* Exercise brief
Copy the entries from the line with "Note: point to every instance of the knuckle" to the line with "x=571, y=194", changing "Target" to "Label" wherever it occurs and leaving everything else unchanged.

---- Supplied entries

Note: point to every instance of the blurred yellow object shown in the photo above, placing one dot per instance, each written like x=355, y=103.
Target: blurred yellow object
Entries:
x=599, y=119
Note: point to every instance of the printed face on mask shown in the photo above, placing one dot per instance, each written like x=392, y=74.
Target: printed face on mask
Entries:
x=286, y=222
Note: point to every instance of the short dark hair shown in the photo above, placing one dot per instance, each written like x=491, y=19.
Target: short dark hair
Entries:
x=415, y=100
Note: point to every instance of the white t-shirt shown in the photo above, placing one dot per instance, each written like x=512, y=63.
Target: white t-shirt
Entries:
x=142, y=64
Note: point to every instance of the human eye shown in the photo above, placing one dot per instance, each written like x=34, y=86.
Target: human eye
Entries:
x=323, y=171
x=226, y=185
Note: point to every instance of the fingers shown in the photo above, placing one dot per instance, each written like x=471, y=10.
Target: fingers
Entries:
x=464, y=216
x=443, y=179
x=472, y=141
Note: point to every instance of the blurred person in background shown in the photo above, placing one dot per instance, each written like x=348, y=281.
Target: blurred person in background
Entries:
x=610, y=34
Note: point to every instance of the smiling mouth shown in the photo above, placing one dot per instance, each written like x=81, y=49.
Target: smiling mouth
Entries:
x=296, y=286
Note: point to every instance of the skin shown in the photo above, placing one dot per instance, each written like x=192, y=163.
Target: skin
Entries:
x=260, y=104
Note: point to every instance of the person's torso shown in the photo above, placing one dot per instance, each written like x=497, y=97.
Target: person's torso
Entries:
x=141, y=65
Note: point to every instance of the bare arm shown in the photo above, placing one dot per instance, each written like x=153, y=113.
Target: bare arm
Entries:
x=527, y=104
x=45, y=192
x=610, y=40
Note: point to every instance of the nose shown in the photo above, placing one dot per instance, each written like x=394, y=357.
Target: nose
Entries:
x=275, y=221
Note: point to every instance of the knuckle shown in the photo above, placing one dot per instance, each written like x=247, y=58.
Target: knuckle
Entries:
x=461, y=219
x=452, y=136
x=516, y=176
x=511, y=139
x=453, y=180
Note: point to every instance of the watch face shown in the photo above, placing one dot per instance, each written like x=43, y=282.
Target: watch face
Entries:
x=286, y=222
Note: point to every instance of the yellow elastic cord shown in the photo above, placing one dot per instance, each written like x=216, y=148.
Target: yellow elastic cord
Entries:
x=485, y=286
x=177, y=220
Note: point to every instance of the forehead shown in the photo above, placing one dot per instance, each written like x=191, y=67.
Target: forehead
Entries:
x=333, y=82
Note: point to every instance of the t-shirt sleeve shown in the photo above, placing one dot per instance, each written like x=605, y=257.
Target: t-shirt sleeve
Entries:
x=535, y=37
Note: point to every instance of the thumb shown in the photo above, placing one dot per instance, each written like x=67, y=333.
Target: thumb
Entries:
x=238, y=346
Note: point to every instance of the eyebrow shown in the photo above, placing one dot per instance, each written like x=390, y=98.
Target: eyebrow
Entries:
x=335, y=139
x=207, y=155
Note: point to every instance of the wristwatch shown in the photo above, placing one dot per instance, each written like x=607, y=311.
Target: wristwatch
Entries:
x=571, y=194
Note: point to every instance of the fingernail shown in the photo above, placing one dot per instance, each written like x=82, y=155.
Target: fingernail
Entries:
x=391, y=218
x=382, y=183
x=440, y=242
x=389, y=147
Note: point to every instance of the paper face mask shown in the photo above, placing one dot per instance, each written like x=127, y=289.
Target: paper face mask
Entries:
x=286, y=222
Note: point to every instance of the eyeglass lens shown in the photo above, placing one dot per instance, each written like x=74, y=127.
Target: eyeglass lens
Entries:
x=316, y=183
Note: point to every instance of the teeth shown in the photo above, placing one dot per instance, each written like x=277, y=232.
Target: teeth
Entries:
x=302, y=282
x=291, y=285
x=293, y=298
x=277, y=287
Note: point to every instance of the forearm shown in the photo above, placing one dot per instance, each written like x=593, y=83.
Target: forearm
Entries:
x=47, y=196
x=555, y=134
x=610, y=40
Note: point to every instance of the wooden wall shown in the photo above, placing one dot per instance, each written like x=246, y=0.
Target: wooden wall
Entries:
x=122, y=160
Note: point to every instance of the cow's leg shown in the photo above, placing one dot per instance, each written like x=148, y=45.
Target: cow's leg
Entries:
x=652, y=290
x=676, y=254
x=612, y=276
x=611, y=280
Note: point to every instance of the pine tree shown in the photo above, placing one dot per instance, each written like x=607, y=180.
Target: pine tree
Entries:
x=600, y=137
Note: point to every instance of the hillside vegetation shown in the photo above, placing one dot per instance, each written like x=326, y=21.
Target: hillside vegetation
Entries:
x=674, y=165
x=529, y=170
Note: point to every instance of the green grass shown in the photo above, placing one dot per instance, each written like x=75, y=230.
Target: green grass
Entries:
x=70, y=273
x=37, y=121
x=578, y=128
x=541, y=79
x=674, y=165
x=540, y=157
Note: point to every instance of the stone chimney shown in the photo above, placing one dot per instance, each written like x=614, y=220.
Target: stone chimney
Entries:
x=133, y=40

--------

* Response for this exercise
Note: point to every instance of the knuckle shown in the photo above, placing one dot per instance, each written like x=247, y=58.
Label: knuckle
Entries:
x=461, y=219
x=452, y=136
x=516, y=176
x=511, y=139
x=453, y=180
Note: point to every instance of the watch face shown in the photo above, placing one dot per instance, each written like x=43, y=282.
Label: watch face
Entries:
x=286, y=222
Note: point to every instance of the yellow elastic cord shown in the photo above, placing one dot per instance, each written like x=216, y=148.
Label: yellow elastic cord
Entries:
x=485, y=286
x=177, y=220
Note: point to every instance of the forehead shown in the photo above, placing one dot per instance, each written like x=191, y=67.
Label: forehead
Entries:
x=333, y=82
Note: point to every instance of the t-shirt sleeve shown in the photo above, placing one dot per instance, each written like x=605, y=257.
Label: t-shirt sleeve
Entries:
x=535, y=37
Note: point to every instance of the thumb shown in the photo above, placing one dot per instance, each written like x=67, y=333.
Label: thumb
Entries:
x=238, y=346
Note: point to every instance of the eyebrow shown in the photo above, placing one dot per instance, each written like x=390, y=98.
Label: eyebrow
Entries:
x=335, y=139
x=207, y=155
Note: point to every instance of the wristwatch shown in the photo above, placing one dot per instance, each written like x=607, y=311.
Label: wristwatch
Entries:
x=571, y=194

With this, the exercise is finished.